─── Excerpt ───

Bayer's Trasylol safe for some heart patients-study
By Michael Kahn
LONDON, Feb 8 (Reuters) - Bayer AG's (BAYG.DE) anti-bleeding drug Trasylol appears safe in certain heart procedures, according to a study suggesting the treatment linked to kidney damage -- and even death -- poses little risk for some people.
A British team wrote in the Lancet medical journal published on Friday the drug appeared safe for people undergoing on-pump bypass surgery where a machine keeps a person's heart beating during the operation.
But the risk of severe kidney damage remained for patients taking ACE inhibitors, a type of high-blood pressure drug, who undergo off-pump surgery in which doctors attach a device to the heart to keep it beating.
"With our trial we identified a smaller population where there is a risk," said Kai Zacharowski, an anaesthesiologist at the Bristol Royal Infirmary, who led the study. "We also showed in a large population there is no risk if it is used in the appropriate way."
The findings come after Germany's Bayer in November temporarily suspended global marketing of Trasylol after preliminary results from a Canadian study linked its use to higher risk of kidney damage and death.
The drug, approved in 1993 and known generically as aprotinin, is designed to prevent blood loss in patients with an increased risk for blood loss during heart bypass surgery.

─── Extracted material ───

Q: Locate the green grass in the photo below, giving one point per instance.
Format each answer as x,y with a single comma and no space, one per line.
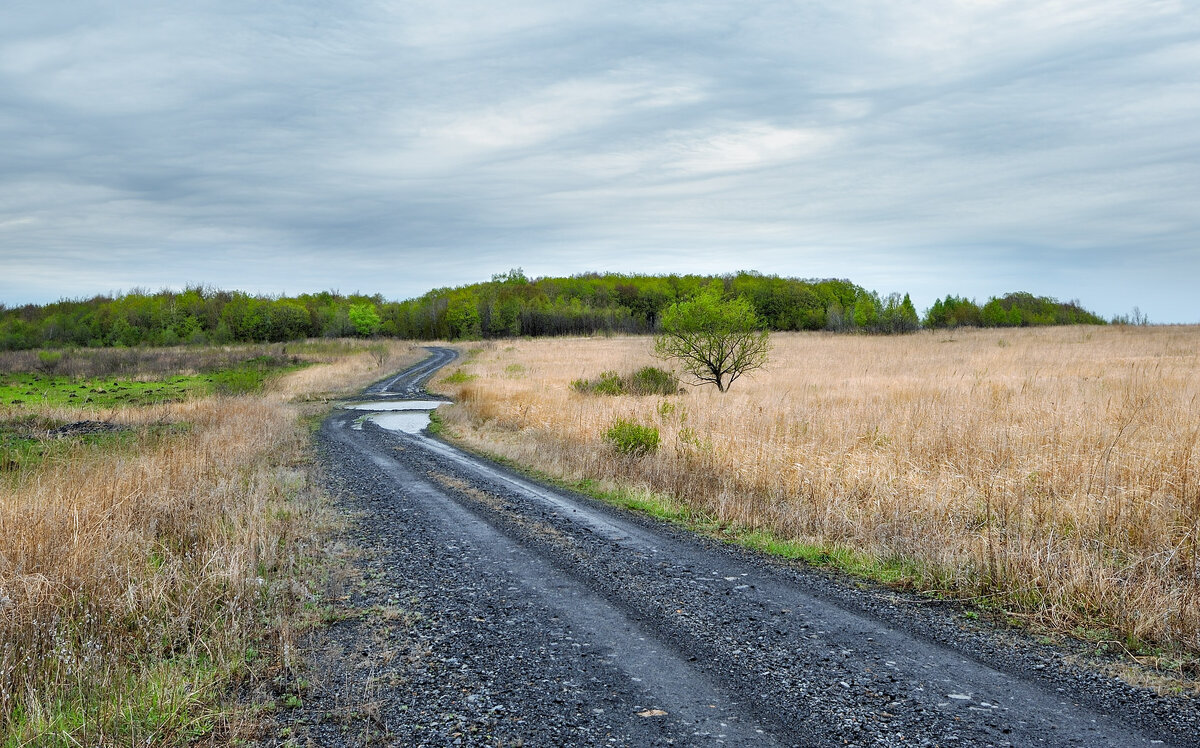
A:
25,443
892,572
169,706
36,390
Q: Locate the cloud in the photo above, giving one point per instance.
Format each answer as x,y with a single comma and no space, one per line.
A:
393,147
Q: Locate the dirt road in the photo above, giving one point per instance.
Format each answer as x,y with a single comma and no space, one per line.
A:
495,610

───

→ **Exercise 1**
From the Trasylol article, extract the passage from "Bayer's Trasylol safe" up to and including "for some people.", copying it word for word.
→ **Exercise 2**
According to the Trasylol article, what is the drug's generic name?

→ **Answer section 1**
Bayer's Trasylol safe for some heart patients-study
By Michael Kahn
LONDON, Feb 8 (Reuters) - Bayer AG's (BAYG.DE) anti-bleeding drug Trasylol appears safe in certain heart procedures, according to a study suggesting the treatment linked to kidney damage -- and even death -- poses little risk for some people.

→ **Answer section 2**
Aprotinin.